** Start Input rows **

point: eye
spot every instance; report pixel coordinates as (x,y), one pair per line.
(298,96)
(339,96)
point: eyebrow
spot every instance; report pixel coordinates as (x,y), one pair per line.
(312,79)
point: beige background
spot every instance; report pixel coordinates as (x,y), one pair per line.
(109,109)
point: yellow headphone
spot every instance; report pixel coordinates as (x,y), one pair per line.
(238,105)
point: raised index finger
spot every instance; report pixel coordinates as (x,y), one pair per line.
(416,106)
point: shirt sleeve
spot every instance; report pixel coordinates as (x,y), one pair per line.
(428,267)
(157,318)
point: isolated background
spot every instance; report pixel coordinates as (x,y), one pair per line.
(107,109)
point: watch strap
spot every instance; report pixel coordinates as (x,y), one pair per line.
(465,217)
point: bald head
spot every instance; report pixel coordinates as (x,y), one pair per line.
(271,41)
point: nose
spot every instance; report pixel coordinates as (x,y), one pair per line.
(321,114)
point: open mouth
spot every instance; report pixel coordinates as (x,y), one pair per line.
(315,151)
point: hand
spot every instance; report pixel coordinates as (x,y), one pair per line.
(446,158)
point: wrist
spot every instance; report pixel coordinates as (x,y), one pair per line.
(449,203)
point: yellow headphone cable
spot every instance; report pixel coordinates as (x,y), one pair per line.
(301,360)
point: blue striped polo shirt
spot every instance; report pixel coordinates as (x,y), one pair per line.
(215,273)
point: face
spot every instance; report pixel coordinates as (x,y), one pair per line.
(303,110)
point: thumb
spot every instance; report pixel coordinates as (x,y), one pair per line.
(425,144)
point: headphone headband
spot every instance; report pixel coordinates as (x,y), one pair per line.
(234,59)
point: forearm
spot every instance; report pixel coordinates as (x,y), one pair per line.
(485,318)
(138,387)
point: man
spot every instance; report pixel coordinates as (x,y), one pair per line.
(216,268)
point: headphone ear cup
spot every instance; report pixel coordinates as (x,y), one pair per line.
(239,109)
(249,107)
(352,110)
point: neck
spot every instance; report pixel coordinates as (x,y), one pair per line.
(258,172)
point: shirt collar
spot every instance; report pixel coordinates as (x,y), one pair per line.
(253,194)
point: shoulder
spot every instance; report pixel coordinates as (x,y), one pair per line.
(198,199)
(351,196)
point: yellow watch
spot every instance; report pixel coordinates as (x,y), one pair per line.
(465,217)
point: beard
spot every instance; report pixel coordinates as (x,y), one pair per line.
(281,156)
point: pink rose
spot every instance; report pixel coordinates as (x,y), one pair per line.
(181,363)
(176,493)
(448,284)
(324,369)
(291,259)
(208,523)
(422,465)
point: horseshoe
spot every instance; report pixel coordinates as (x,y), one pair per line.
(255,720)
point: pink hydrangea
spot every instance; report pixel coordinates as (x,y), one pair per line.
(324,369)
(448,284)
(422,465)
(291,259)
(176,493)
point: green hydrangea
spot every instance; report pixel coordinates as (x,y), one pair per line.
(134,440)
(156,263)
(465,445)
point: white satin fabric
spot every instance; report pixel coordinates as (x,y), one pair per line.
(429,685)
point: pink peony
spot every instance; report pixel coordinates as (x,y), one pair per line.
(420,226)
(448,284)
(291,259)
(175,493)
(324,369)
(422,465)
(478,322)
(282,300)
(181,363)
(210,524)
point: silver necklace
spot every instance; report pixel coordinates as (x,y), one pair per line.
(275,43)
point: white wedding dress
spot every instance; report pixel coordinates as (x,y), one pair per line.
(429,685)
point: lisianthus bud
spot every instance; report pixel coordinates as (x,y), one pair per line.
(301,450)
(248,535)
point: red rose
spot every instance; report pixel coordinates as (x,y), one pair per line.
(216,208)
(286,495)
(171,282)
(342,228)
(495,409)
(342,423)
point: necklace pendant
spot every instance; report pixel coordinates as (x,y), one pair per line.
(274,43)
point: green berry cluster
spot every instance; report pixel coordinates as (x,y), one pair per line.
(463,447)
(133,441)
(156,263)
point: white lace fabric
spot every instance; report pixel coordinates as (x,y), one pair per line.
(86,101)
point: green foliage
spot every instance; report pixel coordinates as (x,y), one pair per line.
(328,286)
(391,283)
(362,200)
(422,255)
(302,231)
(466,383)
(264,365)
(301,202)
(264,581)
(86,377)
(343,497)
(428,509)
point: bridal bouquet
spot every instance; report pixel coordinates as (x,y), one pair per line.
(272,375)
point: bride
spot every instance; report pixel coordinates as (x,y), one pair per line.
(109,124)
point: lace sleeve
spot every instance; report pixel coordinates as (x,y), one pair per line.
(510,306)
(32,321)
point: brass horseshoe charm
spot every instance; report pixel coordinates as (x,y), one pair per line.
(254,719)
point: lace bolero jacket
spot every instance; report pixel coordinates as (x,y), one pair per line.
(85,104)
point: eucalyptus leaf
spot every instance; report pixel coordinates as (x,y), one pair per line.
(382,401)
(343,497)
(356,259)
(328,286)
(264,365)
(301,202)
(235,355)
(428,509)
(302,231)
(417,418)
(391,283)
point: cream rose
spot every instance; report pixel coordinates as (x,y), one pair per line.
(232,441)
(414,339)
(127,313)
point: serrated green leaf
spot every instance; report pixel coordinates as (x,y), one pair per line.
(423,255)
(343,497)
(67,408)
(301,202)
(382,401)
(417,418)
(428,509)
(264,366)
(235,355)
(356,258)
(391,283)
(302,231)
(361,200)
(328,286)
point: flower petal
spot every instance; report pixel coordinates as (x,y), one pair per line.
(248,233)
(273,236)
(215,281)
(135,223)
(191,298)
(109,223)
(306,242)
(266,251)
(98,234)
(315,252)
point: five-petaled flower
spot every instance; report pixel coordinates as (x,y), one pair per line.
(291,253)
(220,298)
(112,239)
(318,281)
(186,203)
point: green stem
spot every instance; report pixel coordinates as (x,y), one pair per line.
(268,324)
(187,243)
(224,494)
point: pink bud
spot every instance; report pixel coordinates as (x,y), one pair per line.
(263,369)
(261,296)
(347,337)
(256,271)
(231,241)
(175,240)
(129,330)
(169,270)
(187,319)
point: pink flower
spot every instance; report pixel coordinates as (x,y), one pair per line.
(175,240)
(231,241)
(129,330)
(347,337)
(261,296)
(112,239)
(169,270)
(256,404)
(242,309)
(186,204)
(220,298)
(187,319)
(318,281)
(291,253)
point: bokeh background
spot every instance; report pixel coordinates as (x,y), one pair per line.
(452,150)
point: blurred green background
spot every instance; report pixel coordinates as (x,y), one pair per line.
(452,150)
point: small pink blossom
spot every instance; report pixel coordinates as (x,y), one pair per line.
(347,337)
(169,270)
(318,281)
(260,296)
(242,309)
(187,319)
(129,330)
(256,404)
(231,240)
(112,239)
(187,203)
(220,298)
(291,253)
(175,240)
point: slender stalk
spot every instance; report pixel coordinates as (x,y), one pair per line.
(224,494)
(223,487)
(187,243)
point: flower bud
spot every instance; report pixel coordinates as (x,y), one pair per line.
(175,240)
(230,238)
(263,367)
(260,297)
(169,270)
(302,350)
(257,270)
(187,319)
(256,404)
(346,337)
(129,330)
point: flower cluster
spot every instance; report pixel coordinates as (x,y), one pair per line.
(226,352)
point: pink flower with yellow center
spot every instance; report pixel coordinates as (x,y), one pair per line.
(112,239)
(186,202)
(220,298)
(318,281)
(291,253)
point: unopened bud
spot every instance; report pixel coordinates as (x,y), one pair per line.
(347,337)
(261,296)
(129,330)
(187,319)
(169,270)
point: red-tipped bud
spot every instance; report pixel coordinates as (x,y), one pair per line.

** End Input rows **

- Aim of the task
Transcribe all of the material exactly. Omit nothing.

- Complete response
point: eye
spot every instance; report pixel coordinates as (x,y), one pair per line.
(298,96)
(339,96)
point: eyebrow
spot every instance; report pixel coordinates as (x,y), one pair per line.
(312,79)
point: beige background
spot every instance; report pixel coordinates as (x,y), one pair per line.
(109,109)
point: yellow headphone
spot every instance; report pixel coordinates as (x,y), one pair per line.
(238,105)
point: raised index finger
spot every instance; report pixel coordinates as (x,y), one pair per line.
(416,106)
point: shirt sleeve
spot every instance; report pixel coordinates as (x,y), one pair per line.
(428,267)
(157,318)
point: isolated background
spot every instance; report pixel coordinates as (x,y), one pair per line.
(107,109)
point: watch strap
spot every instance; report pixel coordinates as (x,y), one pair per line.
(465,217)
point: bald head
spot every instance; report pixel coordinates as (x,y), one pair per line.
(271,41)
point: nose
spot every instance; report pixel coordinates as (x,y), one pair per line.
(321,114)
point: open mouth
spot every instance; report pixel coordinates as (x,y), one pair per line.
(315,151)
point: hand
spot every instance; report pixel coordinates as (x,y), one pair per line.
(446,158)
point: wrist
spot every instance; report pixel coordinates as (x,y), one pair per line.
(449,203)
point: yellow headphone cable
spot every instance; report pixel coordinates as (x,y), one pair per line.
(301,360)
point: blue striped polo shirt
spot every instance; report pixel coordinates as (x,y), one pair per line.
(215,273)
point: face
spot every instance; report pixel coordinates as (x,y), one pair per line.
(303,110)
point: thumb
spot every instance; report pixel coordinates as (x,y), one pair per line.
(425,144)
point: headphone headband
spot every instance; report pixel coordinates as (x,y), one pair per line.
(234,59)
point: forearm
spot every instance; report pixel coordinates as (x,y), one pair per line.
(485,318)
(138,387)
point: man
spot every instance; report pixel coordinates as (x,y), one pair per line.
(216,268)
point: headphone ear cup
spot every instance; report pixel coordinates as (x,y), one pair per line.
(239,109)
(249,107)
(352,110)
point: neck
spot every instance; report pixel coordinates as (x,y), one pair per line.
(258,172)
point: shirt collar
spot every instance; report pixel coordinates as (x,y), one pair per line.
(253,194)
point: shoulder
spot every instance; report pixel coordinates as (x,y), one pair per line.
(198,199)
(351,196)
point: yellow watch
spot every instance; report pixel coordinates as (x,y), one pair per line.
(465,217)
point: beard
spot every instance; report pixel coordinates as (x,y), one pair per line.
(281,156)
point: pink rose
spot every instance; report pixel coordinates as (x,y), one pair per line.
(181,363)
(176,493)
(448,284)
(324,369)
(291,259)
(208,523)
(422,465)
point: horseshoe
spot every instance; report pixel coordinates as (x,y), one pair per line.
(255,720)
point: pink hydrangea
spot every instance; report pixel coordinates as (x,y), one pair per line.
(324,369)
(448,284)
(422,465)
(291,259)
(176,493)
point: green hydrangea
spot every instance; report pixel coordinates as (x,y), one pair per line.
(134,440)
(156,263)
(465,445)
point: white satin fabric
spot every instance; report pixel coordinates as (x,y), one pair per line.
(429,685)
point: pink peony
spot every instance; report pixel coordinates as (x,y), one pair per line.
(420,226)
(448,284)
(291,259)
(175,493)
(324,369)
(422,465)
(478,322)
(282,300)
(181,363)
(210,524)
point: silver necklace
spot every instance; report pixel coordinates as (x,y), one pair per line.
(275,43)
point: white wedding dress
spot every instance; report pixel coordinates as (x,y), one pair per line.
(429,685)
point: lisianthus bud
spot every instance; report pixel coordinates as (x,y), one pair per line.
(301,450)
(248,535)
point: red rose
spot every instance; report pixel coordinates as (x,y), one pair per line.
(216,208)
(286,495)
(171,282)
(342,228)
(495,409)
(342,423)
point: necklace pendant
spot every instance; report pixel coordinates as (x,y), one pair per line.
(274,43)
point: green berry cluster
spot every instance; report pixel coordinates as (x,y), one pair per line.
(463,447)
(133,441)
(156,263)
point: white lace fabric
spot every instance; report pixel coordinates as (x,y), one pair per line.
(86,101)
point: green foliage
spot every instance; report pixel coordinates as (x,y), one pair per line.
(328,286)
(391,283)
(362,200)
(422,255)
(302,231)
(466,383)
(264,365)
(301,202)
(264,581)
(86,377)
(343,497)
(428,509)
point: bridal bouquet
spot every instance; report pixel coordinates as (x,y), one pair per line.
(272,375)
point: bride
spot every instance; report pixel coordinates as (x,y), one pair per line.
(109,124)
point: lace sleeve
spot every instance; report pixel coordinates as (x,y), one pair per line.
(510,306)
(32,321)
point: brass horseshoe charm
spot every instance; report pixel coordinates as (x,y), one pair per line.
(254,719)
point: lace bolero jacket
spot every instance; report pixel coordinates as (x,y), one pair per line.
(85,104)
point: eucalyptus leaf
spot every instance; report pixel coordinates as (x,y), one pair per line.
(382,401)
(343,497)
(356,259)
(328,286)
(264,365)
(301,202)
(235,355)
(428,509)
(302,231)
(417,418)
(391,283)
point: cream rose
spot every instance; report pixel coordinates as (x,y), one pair per line.
(232,441)
(414,339)
(127,313)
point: serrated green leaf
spot every instance; report pixel coordinates as (x,y), one pair per line.
(423,255)
(343,497)
(67,408)
(301,202)
(382,401)
(417,418)
(428,509)
(264,366)
(235,355)
(356,258)
(391,283)
(302,231)
(361,200)
(328,286)
point: flower petal
spot every instance; report pixel coordinates as (x,y), one pair per line.
(248,233)
(273,236)
(215,281)
(135,223)
(191,298)
(109,223)
(306,242)
(266,251)
(98,234)
(315,252)
point: five-petaled flower
spot every instance; report pixel coordinates as (x,y), one pair per line.
(291,253)
(220,298)
(112,239)
(318,281)
(186,203)
point: green stem
spot every instance; report pixel coordinates as (x,y), one pair per line.
(268,324)
(187,243)
(224,494)
point: pink bud
spot every instance; report pixel coordinates as (x,y), one pair per line.
(263,369)
(261,296)
(347,337)
(256,271)
(231,241)
(175,240)
(129,330)
(169,270)
(187,319)
point: pink flower
spot every instance; report pixel coordinates as (x,y), one pair per line.
(175,240)
(231,241)
(129,330)
(347,337)
(261,296)
(112,239)
(169,270)
(256,404)
(242,309)
(186,204)
(220,298)
(187,319)
(318,281)
(291,253)
point: bokeh background
spot every instance; report pixel coordinates as (x,y), one pair per line.
(452,150)
point: blurred green background
spot every instance; report pixel coordinates as (x,y), one pair per line.
(452,150)
point: small pink blossom
spot every instance; report pixel coordinates as (x,y), one pair per line.
(347,337)
(169,270)
(318,281)
(260,296)
(242,309)
(187,319)
(129,330)
(256,404)
(231,240)
(112,239)
(187,203)
(220,298)
(291,253)
(175,240)
point: slender stalk
spot every instance; report pixel coordinates as (x,y), one pair per line.
(224,494)
(223,487)
(187,243)
point: flower bud
spot every instance; report pixel coordinates as (x,y), one pair per line.
(175,240)
(230,238)
(263,367)
(260,297)
(169,270)
(302,350)
(257,270)
(187,319)
(256,404)
(346,337)
(129,330)
point: flower cluster
spot every instance; report pixel coordinates as (x,y), one pair per line.
(226,352)
point: pink flower with yellow center
spot every instance; report pixel coordinates as (x,y), one pair per line.
(112,239)
(186,202)
(220,298)
(318,281)
(291,253)
point: unopened bud
spot every instance; report pixel coordinates as (x,y), one pair per line.
(347,337)
(261,296)
(129,330)
(187,319)
(169,270)
point: red-tipped bud
spot every instance; report pixel coordinates as (x,y), one pair per line.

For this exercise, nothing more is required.